§ PROBLEM DESCRIPTION
Reproduce each entry exactly as written.

****

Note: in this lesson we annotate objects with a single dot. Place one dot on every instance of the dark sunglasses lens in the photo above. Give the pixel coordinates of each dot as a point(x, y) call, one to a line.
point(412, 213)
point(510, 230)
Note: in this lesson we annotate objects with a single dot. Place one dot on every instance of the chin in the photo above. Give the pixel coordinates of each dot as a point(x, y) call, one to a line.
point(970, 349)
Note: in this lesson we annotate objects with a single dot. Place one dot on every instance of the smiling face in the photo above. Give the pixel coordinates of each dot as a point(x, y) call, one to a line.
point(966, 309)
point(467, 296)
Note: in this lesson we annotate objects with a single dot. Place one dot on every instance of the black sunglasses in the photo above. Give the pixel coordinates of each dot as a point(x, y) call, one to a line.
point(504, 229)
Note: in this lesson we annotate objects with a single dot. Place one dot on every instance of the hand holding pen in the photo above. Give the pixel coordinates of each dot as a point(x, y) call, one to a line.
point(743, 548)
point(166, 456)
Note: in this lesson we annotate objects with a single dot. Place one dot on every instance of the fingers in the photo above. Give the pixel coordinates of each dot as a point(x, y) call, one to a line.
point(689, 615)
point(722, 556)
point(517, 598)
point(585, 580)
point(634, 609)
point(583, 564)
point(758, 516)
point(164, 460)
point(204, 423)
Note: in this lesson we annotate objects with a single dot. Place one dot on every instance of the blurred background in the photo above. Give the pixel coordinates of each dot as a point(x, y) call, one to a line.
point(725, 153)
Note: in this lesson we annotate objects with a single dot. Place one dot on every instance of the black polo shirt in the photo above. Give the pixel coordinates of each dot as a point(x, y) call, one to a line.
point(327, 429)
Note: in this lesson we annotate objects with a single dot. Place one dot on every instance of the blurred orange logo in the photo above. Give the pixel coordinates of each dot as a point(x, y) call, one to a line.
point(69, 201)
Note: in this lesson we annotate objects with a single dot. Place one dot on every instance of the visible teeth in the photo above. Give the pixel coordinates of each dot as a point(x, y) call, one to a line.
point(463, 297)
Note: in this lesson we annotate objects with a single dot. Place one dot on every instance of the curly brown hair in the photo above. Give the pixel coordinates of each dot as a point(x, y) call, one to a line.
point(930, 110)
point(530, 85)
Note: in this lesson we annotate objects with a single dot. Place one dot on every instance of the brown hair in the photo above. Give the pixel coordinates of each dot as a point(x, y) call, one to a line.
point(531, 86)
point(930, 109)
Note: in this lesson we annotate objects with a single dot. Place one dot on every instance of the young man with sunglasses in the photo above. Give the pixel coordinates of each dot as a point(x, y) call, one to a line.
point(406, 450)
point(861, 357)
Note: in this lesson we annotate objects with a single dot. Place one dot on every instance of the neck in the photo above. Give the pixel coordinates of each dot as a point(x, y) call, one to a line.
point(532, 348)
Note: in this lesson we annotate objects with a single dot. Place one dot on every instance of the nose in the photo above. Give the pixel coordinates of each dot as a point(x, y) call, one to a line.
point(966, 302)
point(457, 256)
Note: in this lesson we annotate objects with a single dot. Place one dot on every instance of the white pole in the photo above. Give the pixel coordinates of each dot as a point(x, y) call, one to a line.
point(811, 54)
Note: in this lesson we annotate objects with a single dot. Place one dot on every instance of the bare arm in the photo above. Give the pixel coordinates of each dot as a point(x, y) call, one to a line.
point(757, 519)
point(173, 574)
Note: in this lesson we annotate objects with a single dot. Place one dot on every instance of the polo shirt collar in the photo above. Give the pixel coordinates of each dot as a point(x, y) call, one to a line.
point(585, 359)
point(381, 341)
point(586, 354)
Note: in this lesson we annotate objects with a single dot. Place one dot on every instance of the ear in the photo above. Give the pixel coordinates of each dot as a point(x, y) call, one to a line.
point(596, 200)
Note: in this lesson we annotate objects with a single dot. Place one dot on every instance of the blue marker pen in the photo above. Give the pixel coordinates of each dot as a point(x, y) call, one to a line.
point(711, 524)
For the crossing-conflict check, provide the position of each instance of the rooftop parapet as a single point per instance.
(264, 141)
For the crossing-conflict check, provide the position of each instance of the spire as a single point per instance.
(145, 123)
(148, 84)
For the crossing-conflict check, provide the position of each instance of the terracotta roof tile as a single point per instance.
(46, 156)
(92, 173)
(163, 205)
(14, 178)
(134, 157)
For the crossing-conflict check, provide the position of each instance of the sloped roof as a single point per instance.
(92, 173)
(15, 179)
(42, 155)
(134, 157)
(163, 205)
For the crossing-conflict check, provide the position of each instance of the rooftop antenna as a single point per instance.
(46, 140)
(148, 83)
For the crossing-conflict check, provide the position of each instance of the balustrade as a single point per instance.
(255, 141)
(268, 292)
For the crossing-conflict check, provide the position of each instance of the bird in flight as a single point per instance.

****

§ RESULT OF THE EXERCISE
Note: in this lesson we annotate objects with a single dot. Place one dot on every instance of the dark sunglasses lens in the photo above. Give the pixel coordinates of each dot as a point(x, y) call, one to a line.
point(412, 213)
point(510, 230)
Note: in this lesson we annotate objects with a single dot. Place one dot on every instance of the chin in the photo above. Give the pixel coordinates of each dot as a point(x, y) call, one to a line.
point(970, 349)
Note: in this lesson we annotate objects with a single dot. Place one dot on every instance of the smiling face in the photo above. Give the pixel coordinates of each dot as a point(x, y) call, one to a line.
point(966, 309)
point(467, 296)
Note: in this lesson we annotate objects with a single dot. Place one dot on every instance of the black sunglasses in the photo above. Give the pixel coordinates of each dot as a point(x, y) call, one to a line.
point(504, 229)
Note: in this lesson we annotate objects with a single dot. Place one dot on every instance of the hand holding pen in the photo above. Give the pixel coordinates of each dot as a point(x, y) call, one to a line.
point(743, 548)
point(166, 456)
Note: in this lesson we annotate objects with a single dot. Place one dot on every instance of the fingers in the photo above. Give the pixel coordinates of each dot as a point(x, y) call, one to a line.
point(689, 615)
point(722, 556)
point(517, 598)
point(585, 580)
point(634, 609)
point(583, 564)
point(758, 516)
point(164, 460)
point(204, 423)
Note: in this lesson we annotate objects with a single dot. Place one dot on every instance of the blurred background in the photo above. Give the pixel coordinates of each dot as a point(x, y) call, one to a line.
point(725, 153)
Note: in this lesson we annotate objects with a single dot. Place one dot on every instance of the black polo shirt in the photo above. Give the pixel coordinates of each dot as a point(x, y) call, one to a line.
point(327, 429)
Note: in this lesson we annotate objects with a single dot. Place one dot on every instance of the blurred orange logo in the photo above. Give the pixel coordinates of each dot as a point(x, y) call, one to a line.
point(69, 201)
Note: in this lesson we annotate objects with a single dot. Place one dot on every instance of the visible teeth in the photo above. Give the pixel coordinates of each dot as a point(x, y) call, one to a line.
point(463, 297)
Note: in this lesson we annotate objects with a single dot. Place one dot on every instance of the curly brown hair in the photo above. Give the pixel coordinates of each dot as a point(x, y) call, one to a line.
point(930, 110)
point(530, 85)
Note: in this lesson we annotate objects with a single dot. Place one dot on every instance of the brown hair in the photo above. Give the pixel coordinates of each dot as a point(x, y) call, one to a line.
point(531, 86)
point(930, 109)
Note: in this lesson we annotate objects with a single dot. Place one dot on every instance of the young man with sunglasses in the photo above. Give the pixel coordinates of each dot as a point(x, y) call, one to a line.
point(406, 450)
point(861, 357)
Note: in this lesson we annotate objects with a single dot. Place one dot on every instance of the neck in the photo above. Give the pixel coordinates of each dot as a point(x, y) call, one to a line.
point(532, 348)
Note: in this lesson we annotate objects with a single dot. Place one dot on every instance of the nose in the photo above. Give the pixel coordinates of each dot as a point(x, y) call, one to a line.
point(966, 302)
point(457, 256)
Note: in this lesson we annotate objects with a single dot. Place one dot on every instance of the white pole in the photo above. Give the pixel coordinates of each dot as a point(x, y) call, one to a line.
point(811, 54)
Note: in this lesson we annotate objects with a single dot. Place one dot on every instance of the bare arm in the photo above. Give the pixel coordinates of each dot as a point(x, y) call, one to a line.
point(757, 519)
point(173, 574)
Note: in this lesson we annotate objects with a single dot. Place one dot on every instance of the polo shirt collar in the photo above. Give the pixel coordinates of each dot as a point(x, y) call, one to a line.
point(585, 359)
point(381, 341)
point(586, 354)
Note: in this lesson we annotate objects with a single dot. Place one dot on every instance of the ear in the photo above. Give the pixel coordinates of each dot as a point(x, y) call, one to a line.
point(596, 200)
Note: in this lesson we annotate objects with a single dot. Place one dot on every instance of the blue marker pen in the photo above. Give the pixel coordinates of each dot as a point(x, y) call, one to a line.
point(711, 524)
For the crossing-conflict check, provide the position of each instance of the rooftop parapet as a single point per instance.
(264, 141)
For the crossing-conflict check, provide the position of each instance of the spire as a single point per instance.
(145, 123)
(148, 84)
For the crossing-conflict check, provide the position of each instance of the terracotta roof tile as a single point per instance.
(46, 156)
(92, 173)
(163, 205)
(14, 178)
(134, 157)
For the crossing-conflict check, provide the position of each instance of the sloped roof as a single point per instance.
(92, 173)
(15, 179)
(42, 155)
(134, 157)
(163, 205)
For the crossing-conflict check, provide the position of each instance of the rooftop antenna as a single point per instance.
(46, 140)
(148, 83)
For the crossing-conflict check, provide the position of each instance of the balustrade as a single point per instance.
(255, 141)
(268, 292)
For the crossing-conflict check, provide the position of each instance of the bird in flight as a single point per instance.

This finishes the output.